* Work to do
Starting at the line that contains "For the evaluation set, tag each instance of the blue", transcribe every remaining line of the entries exactly, including the last one.

* Data entries
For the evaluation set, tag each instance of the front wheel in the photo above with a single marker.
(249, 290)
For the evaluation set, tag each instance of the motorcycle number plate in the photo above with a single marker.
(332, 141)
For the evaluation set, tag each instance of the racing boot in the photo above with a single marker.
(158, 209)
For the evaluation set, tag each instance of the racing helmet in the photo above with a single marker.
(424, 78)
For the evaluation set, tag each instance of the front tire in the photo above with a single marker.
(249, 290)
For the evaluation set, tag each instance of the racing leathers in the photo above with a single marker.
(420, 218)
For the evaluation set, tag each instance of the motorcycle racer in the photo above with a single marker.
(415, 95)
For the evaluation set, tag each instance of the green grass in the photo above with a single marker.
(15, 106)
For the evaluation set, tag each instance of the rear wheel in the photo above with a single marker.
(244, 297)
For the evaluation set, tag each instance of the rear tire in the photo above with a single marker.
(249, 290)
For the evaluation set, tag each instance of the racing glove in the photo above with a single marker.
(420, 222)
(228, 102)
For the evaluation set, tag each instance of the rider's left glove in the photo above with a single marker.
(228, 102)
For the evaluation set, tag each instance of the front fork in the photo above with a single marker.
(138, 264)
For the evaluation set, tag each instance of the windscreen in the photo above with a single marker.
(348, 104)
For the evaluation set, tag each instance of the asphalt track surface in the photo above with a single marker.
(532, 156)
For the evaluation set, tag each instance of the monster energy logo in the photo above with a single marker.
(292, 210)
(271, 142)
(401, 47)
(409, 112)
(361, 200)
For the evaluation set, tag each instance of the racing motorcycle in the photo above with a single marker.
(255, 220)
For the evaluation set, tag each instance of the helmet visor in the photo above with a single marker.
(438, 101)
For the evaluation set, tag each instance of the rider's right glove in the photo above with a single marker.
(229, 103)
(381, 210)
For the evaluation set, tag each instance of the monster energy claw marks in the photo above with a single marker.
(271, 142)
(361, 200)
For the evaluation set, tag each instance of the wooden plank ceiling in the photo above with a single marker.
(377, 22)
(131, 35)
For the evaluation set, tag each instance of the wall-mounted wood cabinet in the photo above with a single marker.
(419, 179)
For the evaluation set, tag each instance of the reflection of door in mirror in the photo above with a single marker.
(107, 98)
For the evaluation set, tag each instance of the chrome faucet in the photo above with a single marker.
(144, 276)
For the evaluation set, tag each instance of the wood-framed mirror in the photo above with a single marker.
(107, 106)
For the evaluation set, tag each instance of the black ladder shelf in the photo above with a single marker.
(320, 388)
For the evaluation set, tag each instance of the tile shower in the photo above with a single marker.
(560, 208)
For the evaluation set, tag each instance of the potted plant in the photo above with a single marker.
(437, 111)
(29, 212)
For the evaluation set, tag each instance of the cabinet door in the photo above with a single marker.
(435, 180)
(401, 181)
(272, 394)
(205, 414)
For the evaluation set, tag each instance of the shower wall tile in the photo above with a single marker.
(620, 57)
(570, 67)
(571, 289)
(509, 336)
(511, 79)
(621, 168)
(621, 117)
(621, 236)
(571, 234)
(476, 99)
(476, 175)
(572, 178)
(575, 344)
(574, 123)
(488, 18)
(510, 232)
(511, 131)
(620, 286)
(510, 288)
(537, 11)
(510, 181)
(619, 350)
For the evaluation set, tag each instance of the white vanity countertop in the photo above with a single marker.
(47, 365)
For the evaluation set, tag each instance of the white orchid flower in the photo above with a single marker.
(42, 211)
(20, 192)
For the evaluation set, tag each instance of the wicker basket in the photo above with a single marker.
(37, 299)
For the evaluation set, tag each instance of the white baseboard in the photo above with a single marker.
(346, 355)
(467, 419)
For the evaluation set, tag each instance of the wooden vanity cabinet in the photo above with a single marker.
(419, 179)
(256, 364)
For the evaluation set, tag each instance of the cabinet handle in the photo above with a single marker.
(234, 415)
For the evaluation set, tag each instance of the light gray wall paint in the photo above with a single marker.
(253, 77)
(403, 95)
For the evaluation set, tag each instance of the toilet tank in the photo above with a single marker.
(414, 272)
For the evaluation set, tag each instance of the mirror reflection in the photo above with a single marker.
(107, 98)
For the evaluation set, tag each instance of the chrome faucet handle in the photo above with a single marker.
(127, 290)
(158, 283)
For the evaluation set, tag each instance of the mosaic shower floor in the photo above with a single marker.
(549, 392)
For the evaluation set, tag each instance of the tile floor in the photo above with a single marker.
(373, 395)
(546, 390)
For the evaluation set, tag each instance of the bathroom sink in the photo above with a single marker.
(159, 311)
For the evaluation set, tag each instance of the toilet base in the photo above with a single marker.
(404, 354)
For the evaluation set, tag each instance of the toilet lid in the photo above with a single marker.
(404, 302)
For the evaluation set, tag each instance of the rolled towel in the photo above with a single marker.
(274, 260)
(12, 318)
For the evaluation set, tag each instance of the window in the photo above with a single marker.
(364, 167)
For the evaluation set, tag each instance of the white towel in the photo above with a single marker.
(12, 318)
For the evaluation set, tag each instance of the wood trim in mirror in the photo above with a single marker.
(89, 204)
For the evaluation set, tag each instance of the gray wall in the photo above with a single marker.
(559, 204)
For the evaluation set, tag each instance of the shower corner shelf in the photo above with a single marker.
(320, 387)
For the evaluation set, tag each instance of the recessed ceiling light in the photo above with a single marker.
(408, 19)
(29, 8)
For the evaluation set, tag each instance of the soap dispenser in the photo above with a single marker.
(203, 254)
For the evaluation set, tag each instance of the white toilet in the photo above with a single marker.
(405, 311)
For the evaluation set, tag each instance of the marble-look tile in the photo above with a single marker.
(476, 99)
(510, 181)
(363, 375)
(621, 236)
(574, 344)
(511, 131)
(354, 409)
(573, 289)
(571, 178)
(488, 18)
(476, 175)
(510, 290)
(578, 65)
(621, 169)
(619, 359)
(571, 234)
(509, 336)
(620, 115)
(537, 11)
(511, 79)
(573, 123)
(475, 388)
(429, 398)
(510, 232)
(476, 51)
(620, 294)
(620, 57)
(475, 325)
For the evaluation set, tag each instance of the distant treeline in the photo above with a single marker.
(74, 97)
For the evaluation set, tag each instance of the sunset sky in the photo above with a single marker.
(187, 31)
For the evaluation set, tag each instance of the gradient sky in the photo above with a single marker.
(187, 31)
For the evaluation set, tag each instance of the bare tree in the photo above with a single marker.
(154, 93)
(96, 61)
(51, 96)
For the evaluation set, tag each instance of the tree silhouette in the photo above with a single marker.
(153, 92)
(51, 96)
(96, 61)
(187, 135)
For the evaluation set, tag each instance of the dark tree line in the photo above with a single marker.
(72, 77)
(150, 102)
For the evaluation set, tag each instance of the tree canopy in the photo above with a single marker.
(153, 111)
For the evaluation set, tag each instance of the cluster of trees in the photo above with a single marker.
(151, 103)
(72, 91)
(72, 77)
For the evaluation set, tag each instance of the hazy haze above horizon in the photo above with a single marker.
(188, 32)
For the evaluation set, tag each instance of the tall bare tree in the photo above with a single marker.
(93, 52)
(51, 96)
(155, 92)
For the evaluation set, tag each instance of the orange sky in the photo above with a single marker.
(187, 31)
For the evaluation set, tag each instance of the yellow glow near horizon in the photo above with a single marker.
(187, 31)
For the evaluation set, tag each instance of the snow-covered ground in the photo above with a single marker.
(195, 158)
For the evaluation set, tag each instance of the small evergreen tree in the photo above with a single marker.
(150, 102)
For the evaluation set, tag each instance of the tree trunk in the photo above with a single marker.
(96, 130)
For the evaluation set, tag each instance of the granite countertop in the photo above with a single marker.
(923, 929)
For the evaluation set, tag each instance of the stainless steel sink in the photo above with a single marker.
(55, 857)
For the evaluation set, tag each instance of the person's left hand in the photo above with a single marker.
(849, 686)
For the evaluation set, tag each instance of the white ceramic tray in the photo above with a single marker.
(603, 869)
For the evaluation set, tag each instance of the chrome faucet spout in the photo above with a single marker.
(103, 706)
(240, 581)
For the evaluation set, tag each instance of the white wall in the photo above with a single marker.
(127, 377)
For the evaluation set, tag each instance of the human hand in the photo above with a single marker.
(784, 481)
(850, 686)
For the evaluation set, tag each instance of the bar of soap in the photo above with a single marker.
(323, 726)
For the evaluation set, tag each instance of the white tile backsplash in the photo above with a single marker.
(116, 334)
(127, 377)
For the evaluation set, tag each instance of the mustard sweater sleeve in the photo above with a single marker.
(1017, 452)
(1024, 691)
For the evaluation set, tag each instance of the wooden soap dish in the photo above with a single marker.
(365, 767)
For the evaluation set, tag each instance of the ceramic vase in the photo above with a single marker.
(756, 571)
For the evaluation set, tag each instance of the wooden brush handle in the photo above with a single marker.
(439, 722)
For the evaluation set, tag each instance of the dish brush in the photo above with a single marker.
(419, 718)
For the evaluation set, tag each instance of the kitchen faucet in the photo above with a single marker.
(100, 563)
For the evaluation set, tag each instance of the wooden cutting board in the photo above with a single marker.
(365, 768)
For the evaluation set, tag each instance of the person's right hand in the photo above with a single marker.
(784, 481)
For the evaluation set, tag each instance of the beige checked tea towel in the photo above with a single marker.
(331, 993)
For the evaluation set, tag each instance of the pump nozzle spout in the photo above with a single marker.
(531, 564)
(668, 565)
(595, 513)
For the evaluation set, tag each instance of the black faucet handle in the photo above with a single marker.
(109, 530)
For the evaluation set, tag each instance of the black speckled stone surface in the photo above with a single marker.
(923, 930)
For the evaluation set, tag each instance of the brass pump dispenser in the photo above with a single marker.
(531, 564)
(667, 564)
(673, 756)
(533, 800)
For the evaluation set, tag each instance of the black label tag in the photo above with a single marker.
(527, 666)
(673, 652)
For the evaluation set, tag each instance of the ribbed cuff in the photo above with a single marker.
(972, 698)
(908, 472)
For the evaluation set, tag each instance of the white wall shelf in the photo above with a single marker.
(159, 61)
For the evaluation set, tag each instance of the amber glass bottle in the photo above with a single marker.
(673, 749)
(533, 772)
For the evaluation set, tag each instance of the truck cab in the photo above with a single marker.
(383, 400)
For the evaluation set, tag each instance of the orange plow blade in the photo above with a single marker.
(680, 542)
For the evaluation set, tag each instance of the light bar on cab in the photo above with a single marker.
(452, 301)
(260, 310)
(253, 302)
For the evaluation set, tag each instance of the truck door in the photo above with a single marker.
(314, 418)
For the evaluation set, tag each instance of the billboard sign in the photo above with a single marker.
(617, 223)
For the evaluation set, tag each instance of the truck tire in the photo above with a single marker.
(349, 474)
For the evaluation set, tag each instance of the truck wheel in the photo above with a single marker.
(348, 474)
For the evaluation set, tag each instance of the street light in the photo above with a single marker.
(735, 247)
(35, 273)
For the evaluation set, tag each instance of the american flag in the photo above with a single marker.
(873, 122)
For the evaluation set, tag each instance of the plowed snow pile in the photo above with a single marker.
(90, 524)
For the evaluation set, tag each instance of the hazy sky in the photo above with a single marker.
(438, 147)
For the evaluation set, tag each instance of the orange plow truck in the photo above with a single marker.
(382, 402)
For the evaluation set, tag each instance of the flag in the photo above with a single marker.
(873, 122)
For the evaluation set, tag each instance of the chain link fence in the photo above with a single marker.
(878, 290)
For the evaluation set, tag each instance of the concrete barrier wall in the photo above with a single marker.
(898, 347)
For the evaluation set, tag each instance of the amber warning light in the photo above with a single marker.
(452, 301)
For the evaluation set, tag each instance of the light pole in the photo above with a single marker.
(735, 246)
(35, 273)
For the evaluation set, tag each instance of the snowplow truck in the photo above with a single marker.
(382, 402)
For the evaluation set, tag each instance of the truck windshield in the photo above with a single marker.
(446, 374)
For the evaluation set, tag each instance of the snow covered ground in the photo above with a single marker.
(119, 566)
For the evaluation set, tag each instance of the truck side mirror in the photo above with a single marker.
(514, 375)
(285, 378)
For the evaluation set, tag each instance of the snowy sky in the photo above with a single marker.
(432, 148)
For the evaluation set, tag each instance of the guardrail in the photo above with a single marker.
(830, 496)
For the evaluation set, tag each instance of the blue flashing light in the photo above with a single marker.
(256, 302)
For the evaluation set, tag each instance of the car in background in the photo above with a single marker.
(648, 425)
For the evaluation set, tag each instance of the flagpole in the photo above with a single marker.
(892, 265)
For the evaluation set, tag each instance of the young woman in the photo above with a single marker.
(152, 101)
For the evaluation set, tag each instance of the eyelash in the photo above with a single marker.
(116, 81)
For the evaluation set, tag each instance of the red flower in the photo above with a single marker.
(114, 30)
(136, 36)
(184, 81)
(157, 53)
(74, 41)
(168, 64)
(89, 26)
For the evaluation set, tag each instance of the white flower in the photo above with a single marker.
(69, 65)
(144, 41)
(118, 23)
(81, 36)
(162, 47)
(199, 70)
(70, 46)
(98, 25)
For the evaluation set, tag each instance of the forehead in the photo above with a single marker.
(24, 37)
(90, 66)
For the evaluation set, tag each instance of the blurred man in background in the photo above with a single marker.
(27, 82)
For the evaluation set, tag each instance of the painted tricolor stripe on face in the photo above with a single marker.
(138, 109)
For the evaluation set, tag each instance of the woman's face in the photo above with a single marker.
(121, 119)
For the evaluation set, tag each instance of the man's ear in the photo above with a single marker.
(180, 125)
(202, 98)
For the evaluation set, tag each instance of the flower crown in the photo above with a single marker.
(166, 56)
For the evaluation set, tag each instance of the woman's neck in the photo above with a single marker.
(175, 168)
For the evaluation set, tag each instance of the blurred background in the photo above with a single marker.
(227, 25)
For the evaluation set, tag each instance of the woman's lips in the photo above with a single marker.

* Response to this exercise
For the evaluation set, tag each instance of the blue flashing light in the photo above with a single marker.
(256, 302)
For the evaluation set, tag each instance of the car in background in the photo above with a single marker.
(648, 425)
For the evaluation set, tag each instance of the flagpole in the photo above with a single marker.
(892, 265)
For the evaluation set, tag each instance of the young woman in the photo above with a single marker.
(152, 101)
For the evaluation set, tag each instance of the eyelash in the photo above with a single marker.
(116, 81)
For the evaluation set, tag each instance of the red flower in the photo above with a single marker.
(114, 30)
(136, 36)
(184, 81)
(157, 53)
(74, 41)
(168, 64)
(89, 26)
For the evaluation set, tag each instance of the white flower in the photo above with a single marker.
(69, 65)
(144, 41)
(118, 23)
(81, 36)
(162, 47)
(199, 70)
(70, 46)
(98, 25)
For the evaluation set, tag each instance of the forehead in the photo above with a single marker.
(24, 37)
(90, 66)
For the evaluation set, tag each instance of the blurred man in background in the photo above with a single marker.
(27, 82)
For the evaluation set, tag each instance of the painted tricolor stripe on face in the photo above with a single marker.
(138, 109)
For the evaluation set, tag each instance of the woman's face in the photo above with a single marker.
(121, 119)
For the evaluation set, tag each instance of the man's ear in the photo above with a single marker.
(180, 125)
(202, 98)
For the evaluation set, tag each instance of the flower crown in the photo above with a single marker.
(166, 56)
For the evaluation set, tag each instance of the woman's neck in the photo above with a single marker.
(175, 168)
For the evaluation set, tag each instance of the blurred background in the photo above with a single marker.
(227, 25)
For the evaluation set, tag each instance of the woman's lips in the photo above with a single marker.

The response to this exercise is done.